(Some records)
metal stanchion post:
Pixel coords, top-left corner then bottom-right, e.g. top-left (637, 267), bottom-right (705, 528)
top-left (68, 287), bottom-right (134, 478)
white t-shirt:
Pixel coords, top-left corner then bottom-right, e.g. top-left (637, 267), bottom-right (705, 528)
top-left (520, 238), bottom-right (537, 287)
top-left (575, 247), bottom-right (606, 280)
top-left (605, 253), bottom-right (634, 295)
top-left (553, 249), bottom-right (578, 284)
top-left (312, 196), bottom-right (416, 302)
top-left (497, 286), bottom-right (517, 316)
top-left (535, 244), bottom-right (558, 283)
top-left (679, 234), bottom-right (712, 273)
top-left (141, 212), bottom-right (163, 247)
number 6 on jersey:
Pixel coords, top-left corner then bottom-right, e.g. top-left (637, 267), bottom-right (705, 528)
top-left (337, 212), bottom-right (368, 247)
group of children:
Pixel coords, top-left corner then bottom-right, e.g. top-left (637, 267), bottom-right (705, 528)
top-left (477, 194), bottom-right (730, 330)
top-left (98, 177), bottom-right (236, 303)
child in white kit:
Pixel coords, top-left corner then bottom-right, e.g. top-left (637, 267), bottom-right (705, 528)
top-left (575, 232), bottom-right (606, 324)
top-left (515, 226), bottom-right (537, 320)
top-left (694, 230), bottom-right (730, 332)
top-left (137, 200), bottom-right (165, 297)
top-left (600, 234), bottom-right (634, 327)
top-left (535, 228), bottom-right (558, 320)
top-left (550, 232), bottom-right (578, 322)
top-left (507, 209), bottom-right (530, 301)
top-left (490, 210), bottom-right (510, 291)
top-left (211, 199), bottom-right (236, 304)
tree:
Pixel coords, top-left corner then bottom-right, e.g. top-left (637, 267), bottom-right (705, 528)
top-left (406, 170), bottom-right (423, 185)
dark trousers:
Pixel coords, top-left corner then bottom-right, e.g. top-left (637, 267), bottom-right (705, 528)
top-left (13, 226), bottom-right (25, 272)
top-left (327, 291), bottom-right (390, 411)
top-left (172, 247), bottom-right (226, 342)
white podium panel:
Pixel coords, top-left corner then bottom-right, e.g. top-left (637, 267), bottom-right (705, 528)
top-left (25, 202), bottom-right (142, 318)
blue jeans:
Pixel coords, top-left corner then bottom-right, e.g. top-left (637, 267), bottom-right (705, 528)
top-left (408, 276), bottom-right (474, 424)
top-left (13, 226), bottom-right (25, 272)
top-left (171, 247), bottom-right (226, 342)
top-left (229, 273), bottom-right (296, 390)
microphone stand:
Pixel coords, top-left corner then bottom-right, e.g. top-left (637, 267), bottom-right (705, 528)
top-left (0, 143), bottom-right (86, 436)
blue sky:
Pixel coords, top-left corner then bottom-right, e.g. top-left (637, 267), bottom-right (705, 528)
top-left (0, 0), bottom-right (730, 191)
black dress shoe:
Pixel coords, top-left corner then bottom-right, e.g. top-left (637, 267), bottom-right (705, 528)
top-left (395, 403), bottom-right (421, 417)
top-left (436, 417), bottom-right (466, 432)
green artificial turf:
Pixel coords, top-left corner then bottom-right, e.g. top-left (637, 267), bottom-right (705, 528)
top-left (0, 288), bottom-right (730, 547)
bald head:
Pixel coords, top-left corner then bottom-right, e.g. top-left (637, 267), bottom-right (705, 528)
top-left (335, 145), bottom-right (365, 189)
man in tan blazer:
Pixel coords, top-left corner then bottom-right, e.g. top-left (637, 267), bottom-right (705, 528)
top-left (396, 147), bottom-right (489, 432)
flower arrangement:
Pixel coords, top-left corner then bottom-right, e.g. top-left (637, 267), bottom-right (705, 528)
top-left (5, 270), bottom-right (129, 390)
---
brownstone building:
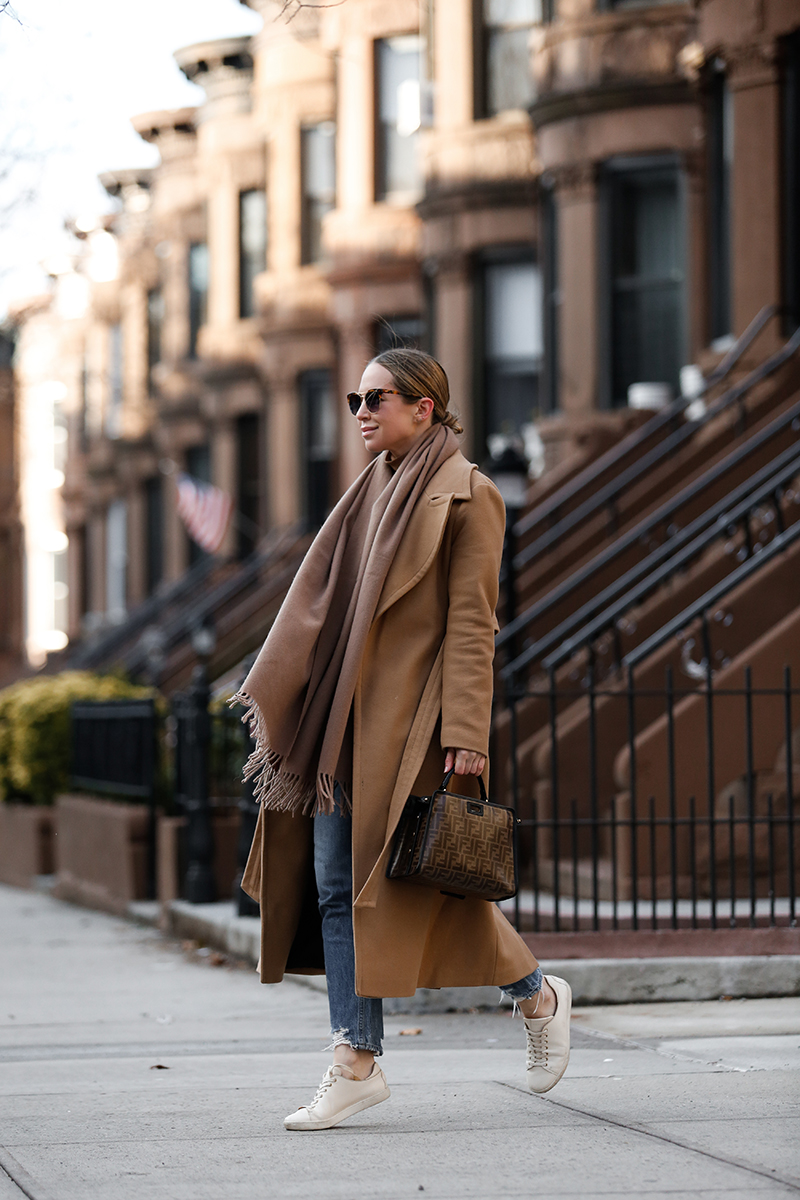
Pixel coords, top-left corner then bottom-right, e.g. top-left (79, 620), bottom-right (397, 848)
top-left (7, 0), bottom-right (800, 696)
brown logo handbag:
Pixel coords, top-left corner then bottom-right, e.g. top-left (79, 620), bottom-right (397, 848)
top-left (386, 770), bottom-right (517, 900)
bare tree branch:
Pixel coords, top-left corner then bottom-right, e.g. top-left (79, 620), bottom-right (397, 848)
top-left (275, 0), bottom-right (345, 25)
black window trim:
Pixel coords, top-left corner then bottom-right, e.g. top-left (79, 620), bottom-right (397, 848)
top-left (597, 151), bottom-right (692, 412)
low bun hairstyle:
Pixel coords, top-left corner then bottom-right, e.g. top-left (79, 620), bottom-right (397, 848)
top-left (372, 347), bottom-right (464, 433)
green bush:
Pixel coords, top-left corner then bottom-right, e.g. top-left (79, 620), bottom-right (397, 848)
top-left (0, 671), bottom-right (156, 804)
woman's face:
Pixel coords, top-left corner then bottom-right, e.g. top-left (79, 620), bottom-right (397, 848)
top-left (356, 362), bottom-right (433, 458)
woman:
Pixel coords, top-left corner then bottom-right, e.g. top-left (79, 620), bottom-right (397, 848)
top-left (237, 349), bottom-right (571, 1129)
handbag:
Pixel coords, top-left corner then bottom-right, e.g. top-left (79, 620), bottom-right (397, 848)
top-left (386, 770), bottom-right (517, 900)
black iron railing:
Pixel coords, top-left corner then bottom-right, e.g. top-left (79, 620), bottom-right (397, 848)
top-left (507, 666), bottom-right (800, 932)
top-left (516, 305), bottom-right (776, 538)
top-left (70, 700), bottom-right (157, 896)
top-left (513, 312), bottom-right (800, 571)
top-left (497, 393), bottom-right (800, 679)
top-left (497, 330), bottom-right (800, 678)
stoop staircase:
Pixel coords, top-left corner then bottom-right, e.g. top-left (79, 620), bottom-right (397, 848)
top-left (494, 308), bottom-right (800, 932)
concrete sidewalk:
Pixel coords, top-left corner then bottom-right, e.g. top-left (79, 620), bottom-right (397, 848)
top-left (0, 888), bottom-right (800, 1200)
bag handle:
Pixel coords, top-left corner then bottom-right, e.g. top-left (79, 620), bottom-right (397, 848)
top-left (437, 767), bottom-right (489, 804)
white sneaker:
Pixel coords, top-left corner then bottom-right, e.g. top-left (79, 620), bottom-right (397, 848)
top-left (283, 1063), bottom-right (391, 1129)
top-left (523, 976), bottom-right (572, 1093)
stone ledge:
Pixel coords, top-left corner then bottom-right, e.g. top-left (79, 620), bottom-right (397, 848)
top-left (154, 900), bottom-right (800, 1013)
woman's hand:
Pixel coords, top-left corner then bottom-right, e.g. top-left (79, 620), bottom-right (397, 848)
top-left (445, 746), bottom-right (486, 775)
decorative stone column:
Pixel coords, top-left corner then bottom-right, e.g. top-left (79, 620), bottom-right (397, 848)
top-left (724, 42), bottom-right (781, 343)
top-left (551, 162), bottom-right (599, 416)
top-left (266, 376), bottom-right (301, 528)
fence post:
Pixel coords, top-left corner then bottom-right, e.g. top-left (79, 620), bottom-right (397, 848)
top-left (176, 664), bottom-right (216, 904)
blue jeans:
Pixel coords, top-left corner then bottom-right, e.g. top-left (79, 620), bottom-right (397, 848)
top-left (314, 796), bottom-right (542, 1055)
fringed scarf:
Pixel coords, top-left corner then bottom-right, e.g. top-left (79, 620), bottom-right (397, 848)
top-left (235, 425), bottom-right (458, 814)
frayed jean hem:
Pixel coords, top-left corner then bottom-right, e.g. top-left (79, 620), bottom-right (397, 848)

> [TASK DETAILS] Please gather every line of the records above that contains the word "black". Case counts.

> [TASK ANSWER]
black dress shoe:
black window trim:
black iron railing:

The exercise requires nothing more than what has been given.